(A run of rows)
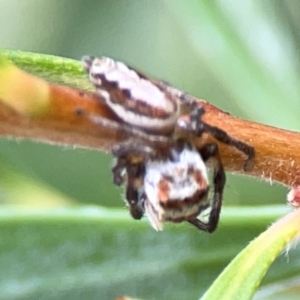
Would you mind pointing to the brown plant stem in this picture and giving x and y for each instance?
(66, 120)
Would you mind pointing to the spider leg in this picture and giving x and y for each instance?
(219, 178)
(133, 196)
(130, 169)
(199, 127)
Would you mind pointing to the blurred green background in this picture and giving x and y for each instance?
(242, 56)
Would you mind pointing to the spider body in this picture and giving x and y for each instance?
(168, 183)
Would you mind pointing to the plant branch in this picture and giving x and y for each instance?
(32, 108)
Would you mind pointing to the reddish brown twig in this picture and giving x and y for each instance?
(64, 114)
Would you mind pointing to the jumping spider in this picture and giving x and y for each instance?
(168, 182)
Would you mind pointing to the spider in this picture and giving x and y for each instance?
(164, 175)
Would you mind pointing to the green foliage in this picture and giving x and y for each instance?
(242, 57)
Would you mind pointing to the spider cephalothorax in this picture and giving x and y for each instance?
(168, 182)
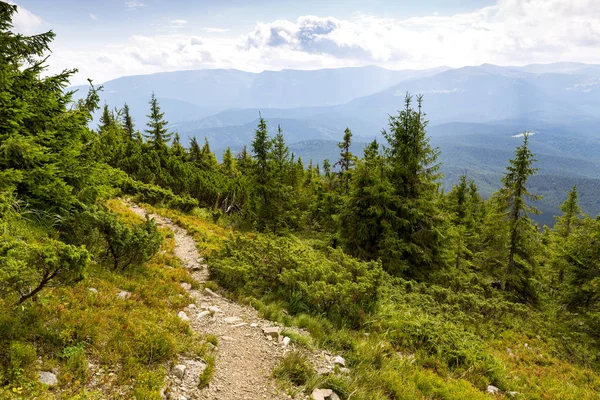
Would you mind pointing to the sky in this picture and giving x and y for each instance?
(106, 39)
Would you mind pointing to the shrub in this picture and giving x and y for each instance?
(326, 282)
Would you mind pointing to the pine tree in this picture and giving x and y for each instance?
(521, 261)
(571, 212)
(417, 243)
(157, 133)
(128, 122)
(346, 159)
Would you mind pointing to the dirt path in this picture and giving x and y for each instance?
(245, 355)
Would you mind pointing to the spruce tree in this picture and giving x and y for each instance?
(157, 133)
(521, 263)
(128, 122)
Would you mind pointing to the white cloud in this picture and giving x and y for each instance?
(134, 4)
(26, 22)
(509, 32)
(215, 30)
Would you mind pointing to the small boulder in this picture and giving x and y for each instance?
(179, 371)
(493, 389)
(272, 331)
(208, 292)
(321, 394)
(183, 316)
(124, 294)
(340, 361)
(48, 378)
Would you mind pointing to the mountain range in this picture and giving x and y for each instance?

Written task —
Change "Would you mind pointing to" to "Could you point to" wherever it occurs in the rows above, leaving everything else unchanged. Give the rows back without the pictures.

Right answer —
Could you point to the brown plant stem in this picture and giving x and y for each instance?
(66, 120)
Could you point to the spider leg in this picture and giving x and y for each instance?
(219, 178)
(133, 196)
(130, 169)
(199, 127)
Could you point to the blurred green background in this picture and giving x and y for each instance?
(242, 56)
Could you point to the spider body in this picture and giving x and y for each instance?
(168, 183)
Could you point to the plant branch in this picture and giving x and y for each instance?
(32, 108)
Could you point to the reddish brown twig in this picture and giving x and y for each instance?
(64, 114)
Could you point to the jumping spider in this picture and giving x and y for each instance?
(168, 182)
Could you point to the spider in this picture and giving x and y for each instance?
(164, 175)
Could you point to the green foliage in this picture and giving x and y for each instance?
(242, 57)
Could you point to the spider cephalothorax in this picture and giving x and y for each instance?
(168, 182)
Could you point to the sky in this picture and giving x and y for each instance?
(106, 39)
Could you point to the shrub in this picture and giving x and y for each instance?
(326, 282)
Could you point to the pine tree in this picture and giving x and y for each instance?
(521, 261)
(571, 212)
(417, 243)
(157, 133)
(128, 122)
(346, 159)
Could you point to the dirt path in this picture and giving x and y for each instance?
(245, 355)
Could you point to the spruce tree in this picture and giving x and y for each instance?
(157, 133)
(521, 263)
(128, 122)
Could you point to the white cloud in this picture and giving x and y for each instance?
(134, 4)
(26, 22)
(509, 32)
(215, 30)
Could you point to the small boulder in this picture and giving x and y for each instance?
(179, 371)
(493, 389)
(272, 331)
(208, 292)
(321, 394)
(183, 316)
(124, 294)
(340, 361)
(48, 378)
Could you point to the mountain range in this picture and giving x and y for each instance?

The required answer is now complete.